Directive - Reproduce every line of the data below without any changes.

Input for this task -
========================
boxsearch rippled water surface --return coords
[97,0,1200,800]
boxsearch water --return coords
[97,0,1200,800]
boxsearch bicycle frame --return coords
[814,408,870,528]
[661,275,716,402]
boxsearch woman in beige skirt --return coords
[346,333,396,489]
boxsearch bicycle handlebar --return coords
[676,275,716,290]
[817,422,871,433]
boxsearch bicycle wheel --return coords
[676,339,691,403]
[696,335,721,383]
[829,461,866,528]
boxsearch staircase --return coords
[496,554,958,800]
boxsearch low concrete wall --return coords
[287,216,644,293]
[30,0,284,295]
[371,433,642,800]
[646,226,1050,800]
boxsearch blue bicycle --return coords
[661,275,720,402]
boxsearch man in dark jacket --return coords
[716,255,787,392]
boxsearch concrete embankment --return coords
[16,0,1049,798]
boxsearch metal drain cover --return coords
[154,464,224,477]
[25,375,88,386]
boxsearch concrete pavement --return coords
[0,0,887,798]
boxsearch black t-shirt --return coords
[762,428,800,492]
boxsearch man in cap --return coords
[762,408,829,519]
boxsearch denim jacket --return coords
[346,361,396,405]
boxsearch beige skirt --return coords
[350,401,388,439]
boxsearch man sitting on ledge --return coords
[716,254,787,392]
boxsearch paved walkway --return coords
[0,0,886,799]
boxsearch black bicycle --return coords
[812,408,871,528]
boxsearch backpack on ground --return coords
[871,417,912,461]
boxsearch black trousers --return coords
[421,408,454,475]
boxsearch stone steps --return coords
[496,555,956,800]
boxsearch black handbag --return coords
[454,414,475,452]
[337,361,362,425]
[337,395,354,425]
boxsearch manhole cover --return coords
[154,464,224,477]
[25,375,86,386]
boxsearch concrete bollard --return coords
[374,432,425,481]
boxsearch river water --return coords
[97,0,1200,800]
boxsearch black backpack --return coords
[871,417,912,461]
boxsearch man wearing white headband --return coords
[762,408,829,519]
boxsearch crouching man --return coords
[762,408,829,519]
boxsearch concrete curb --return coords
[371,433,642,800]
========================
Answer below -
boxsearch rippled water surface --return coords
[97,0,1200,800]
boxsearch water --return coords
[97,0,1200,800]
boxsearch bicycle frame --return coords
[814,408,870,528]
[661,275,716,402]
boxsearch woman in beige skirt --return coords
[346,333,396,489]
boxsearch bicycle handlebar --return coords
[676,275,716,290]
[817,422,871,433]
boxsearch bicycle wheel --return coords
[676,339,691,403]
[696,335,721,383]
[829,461,866,528]
boxsearch staircase --return coords
[496,554,958,800]
boxsearch low concrete wall --return coords
[287,216,644,293]
[30,0,284,295]
[371,433,642,800]
[646,226,1050,800]
boxsearch blue bicycle --return coords
[661,275,720,402]
boxsearch man in dark jacket --return coords
[716,255,787,392]
boxsearch concrete embankment --return coords
[16,0,1049,798]
boxsearch metal drain cover --return coords
[154,464,224,477]
[25,375,88,386]
boxsearch concrete pavement --return coords
[0,0,887,798]
boxsearch black t-shirt --return coords
[762,428,800,492]
boxsearch man in cap --return coords
[762,408,829,519]
boxsearch denim jacket --return coords
[346,361,396,405]
boxsearch beige skirt --return coords
[350,401,388,439]
boxsearch man sitting on ledge --return coords
[716,254,787,392]
boxsearch paved walkway --return coords
[0,0,886,799]
boxsearch black bicycle --return coords
[812,408,871,528]
boxsearch backpack on ground --return coords
[871,417,912,461]
boxsearch black trousers --return coords
[421,408,454,475]
boxsearch stone steps --return coords
[496,555,956,800]
boxsearch black handbag --return coords
[454,414,475,452]
[337,361,362,425]
[337,395,354,425]
boxsearch manhole cover --return coords
[154,464,224,477]
[25,375,86,386]
boxsearch concrete bollard --return coords
[374,432,425,481]
boxsearch river water --return coords
[97,0,1200,800]
boxsearch black backpack --return coords
[871,417,912,461]
boxsearch man wearing white headband --return coords
[762,408,829,519]
boxsearch crouching man --return coords
[762,408,829,519]
boxsearch concrete curb --return coords
[371,433,642,800]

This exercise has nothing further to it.